» DOCUMENT SECTION

##############################

The film moves forward to the bits of the Frankenstein story that we remember from James Whale's original classic film and every iteration since, but they are re-imagined here into something much more epic in scale.
Victor begins his experiments to bring the dead back to life. He's shunned by the medical community but gathers intense interest from Harlander, a wealthy man with unlimited funds who finds a kindred spirit in Victor. Christoph Waltz (Inglorious Basterds, Django Unchained) is perfectly cast, bringing just the right tinge of eccentricity alongside the pathos.
Harlander's niece Elizabeth (Mia Goth-again!) is betrothed to Victor's younger brother William, played by Felix Kammerer (All Quiet on the Western Front) as a young man on the right side of wealth, ambition and life, challenged by the much darker drive of his older brother.
Del Toro delivers one visual wonder after another as Harlander and William construct Victor's laboratory in an abandoned, cliffside castle. Then he delves directly into the graphic gathering of all the strong, dead bodies that are graphically carved into a wholly new, massive Creature.
There are few more famous scenes in cinema than the 1931 original film with lightning bolts and tesla coils sparking in black and white while Colin Clive screams, "It's Alive!!!!".
Rather than recreate it, Del Toro's creates something much bigger, more dangerous and incredible to watch. Along with the ship, the laboratory and catacombs beneath it were also full size, practical sets built for the film. That matters.

Jacob Elordi is excellent as The Creature, blending menacing stature with childlike innocence perfectly. Just when I thought the role wasn't going to offer Elordi more than a few grunts and a single word, Del Toro turns the film on its head and structures the ability for the Creature to share his tale.
And what a tale it is. It was such a pleasure for me to discover, I'm not going to ruin a bit of it for you by detailing the Creature's story.
Elordi endured 10 hours a day in the makeup chair, often doing 20 hour days on the production, prompting Del Toro to call him "superhuman".
David Bradley (After Life) also delivers in an important role as the blind man with a much bigger part in the story than Gene Hackman had in "Young Frankenstein".

##############################

» TASK
Rewrite the part of the Frankenstein film review starting at "Victor begins his" and ending at "alongside the pathos.", swapping out "medical community" for "scientific community".

##############################

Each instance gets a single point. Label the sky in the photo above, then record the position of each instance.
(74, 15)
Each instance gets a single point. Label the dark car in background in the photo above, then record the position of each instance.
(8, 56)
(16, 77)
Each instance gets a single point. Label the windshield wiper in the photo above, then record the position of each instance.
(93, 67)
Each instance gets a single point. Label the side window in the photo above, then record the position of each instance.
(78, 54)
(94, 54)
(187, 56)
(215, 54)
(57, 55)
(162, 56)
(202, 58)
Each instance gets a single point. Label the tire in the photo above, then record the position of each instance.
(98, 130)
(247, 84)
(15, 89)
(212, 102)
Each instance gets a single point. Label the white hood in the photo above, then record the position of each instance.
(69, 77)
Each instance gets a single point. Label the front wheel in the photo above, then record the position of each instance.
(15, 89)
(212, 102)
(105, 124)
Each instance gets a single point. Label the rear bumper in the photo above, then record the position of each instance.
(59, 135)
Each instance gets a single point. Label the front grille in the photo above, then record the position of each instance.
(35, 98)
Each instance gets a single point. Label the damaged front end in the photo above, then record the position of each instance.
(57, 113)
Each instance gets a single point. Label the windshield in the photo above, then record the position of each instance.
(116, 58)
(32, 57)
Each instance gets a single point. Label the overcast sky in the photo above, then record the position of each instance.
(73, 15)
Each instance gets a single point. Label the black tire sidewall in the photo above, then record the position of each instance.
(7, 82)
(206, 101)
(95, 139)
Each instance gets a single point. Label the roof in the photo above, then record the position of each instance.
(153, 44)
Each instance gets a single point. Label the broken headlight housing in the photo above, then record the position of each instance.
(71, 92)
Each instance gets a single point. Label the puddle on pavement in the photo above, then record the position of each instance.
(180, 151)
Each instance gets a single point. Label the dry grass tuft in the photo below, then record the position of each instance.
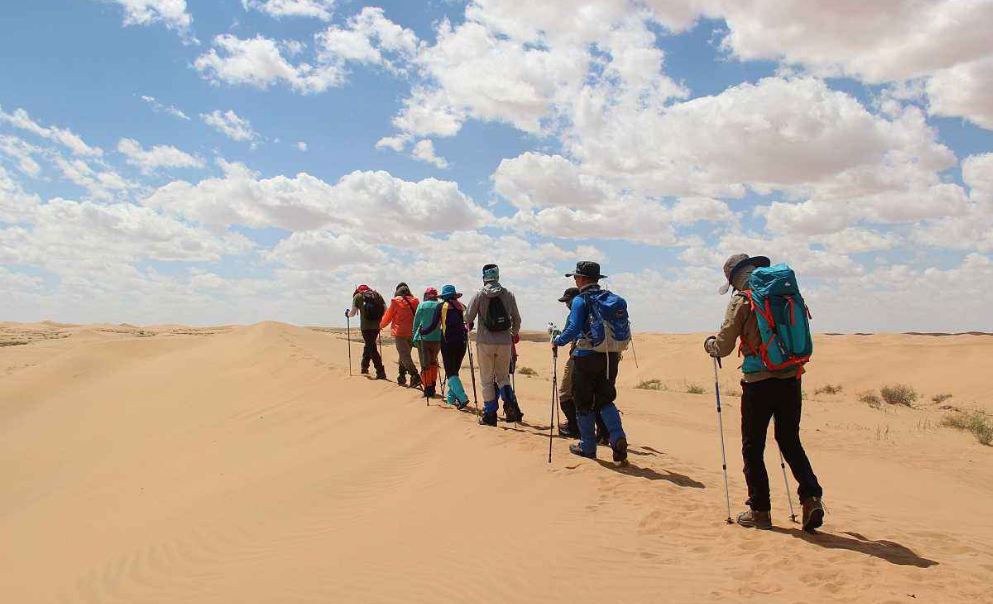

##############################

» RESPONSE TO THE EXERCISE
Victor begins his experiments to bring the dead back to life. He's shunned by the scientific community but gathers intense interest from Harlander, a wealthy man with unlimited funds who finds a kindred spirit in Victor. Christoph Waltz (Inglorious Basterds, Django Unchained) is perfectly cast, bringing just the right tinge of eccentricity alongside the pathos.